Day 4: Dark and Quiet Places

Near the Roman Wall, Barcelona Inside a Cathedral, Barcelona
Arch leading to Roman Columns; inside a cathedral

I told you I chickened out of travelling to Barcelona alone. It's true. But I did actually spend the last two days there by myself - Lauch went back to London earlier. I did a tour of the old city - the Barri Gotic - and found some cool places. The top photo is of a little alley that I didn't want to go inside. It was at the end of a very narrow street and it was creepy and had flies in it. But I stepped through anyway and found the most silent and almost worshipful room with three or four incredible Roman columns, intact. The other buildings had been deliberately built around them to preserve them.

The photo of the candles was taken inside a cathedral. I was the only person in there and it was all walls of golden pillars supporting different icons of saints. All gold glinting in candlelight and ornate patterns on walls. The Spanish sure know how to make an impressive church.

24 February 2008

Day 3: The Rain in Spain

The Rain in Spain Maoz Felafel, Barcelona
These photos were taken in the same street, a few minutes apart

Just in case you thought it was sunny in Spain in the middle of Winter. It isn't. Despite an official temperature of 15 degrees, we still had to wander round in coats and woolly jumpers and actually shivered every now and then.

The photo below is Lauchlin's new favourite shop: Maoz vegetarian felafel shop. I never quite worked out how to say it - "Mah - otz"? "Ma-woz"? Whatever. They make you felafels inside a toasted pitta bread, and you can add stuff. The spicy yellow chillies are great.

- [Source data]
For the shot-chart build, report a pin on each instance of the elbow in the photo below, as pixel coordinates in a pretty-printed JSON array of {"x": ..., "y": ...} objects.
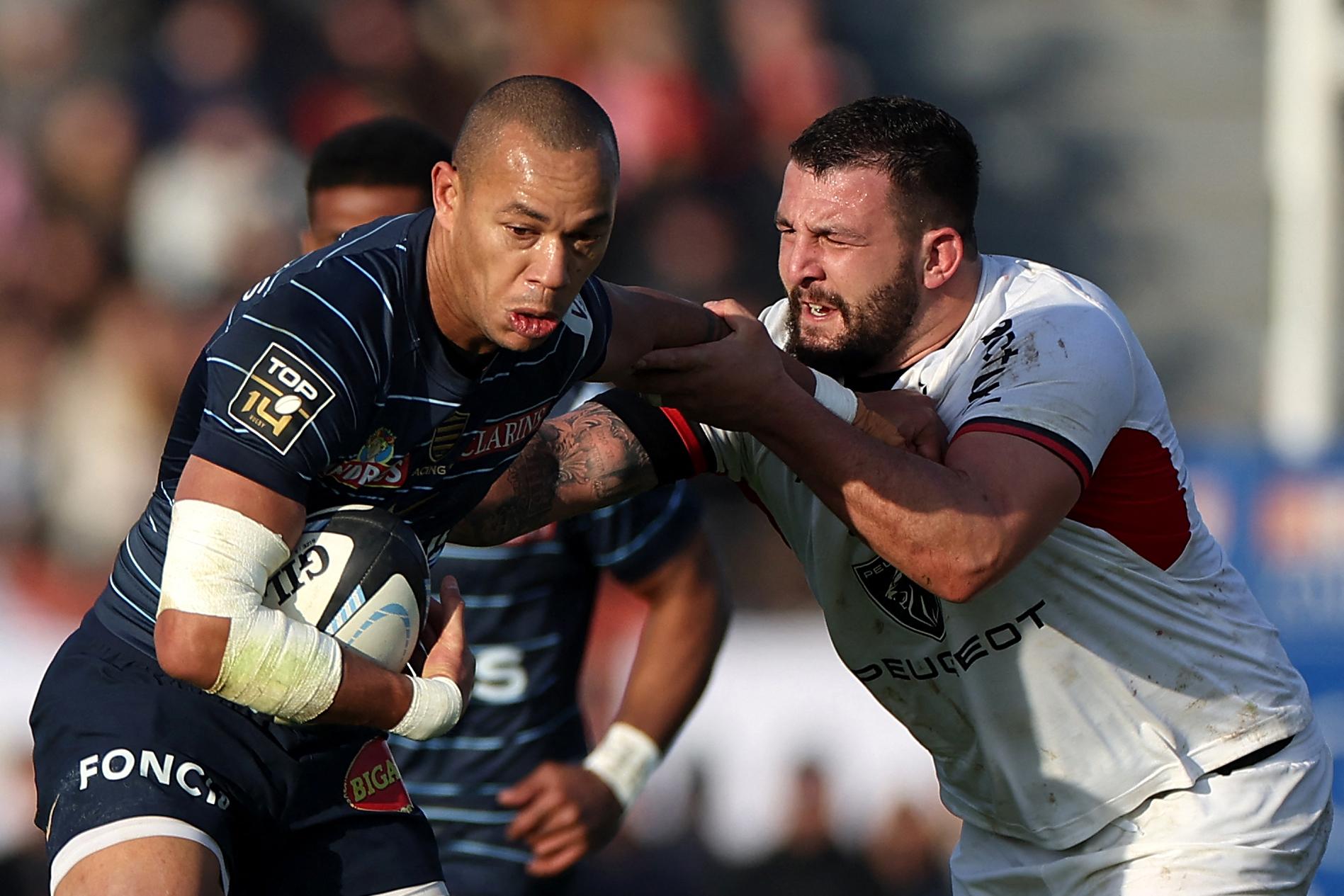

- [Job]
Rewrite the stretch of the Barcelona travel diary from "I told you I" through "to preserve them.", changing "alley" to "passageway".

- [Task solution]
I told you I chickened out of travelling to Barcelona alone. It's true. But I did actually spend the last two days there by myself - Lauch went back to London earlier. I did a tour of the old city - the Barri Gotic - and found some cool places. The top photo is of a little passageway that I didn't want to go inside. It was at the end of a very narrow street and it was creepy and had flies in it. But I stepped through anyway and found the most silent and almost worshipful room with three or four incredible Roman columns, intact. The other buildings had been deliberately built around them to preserve them.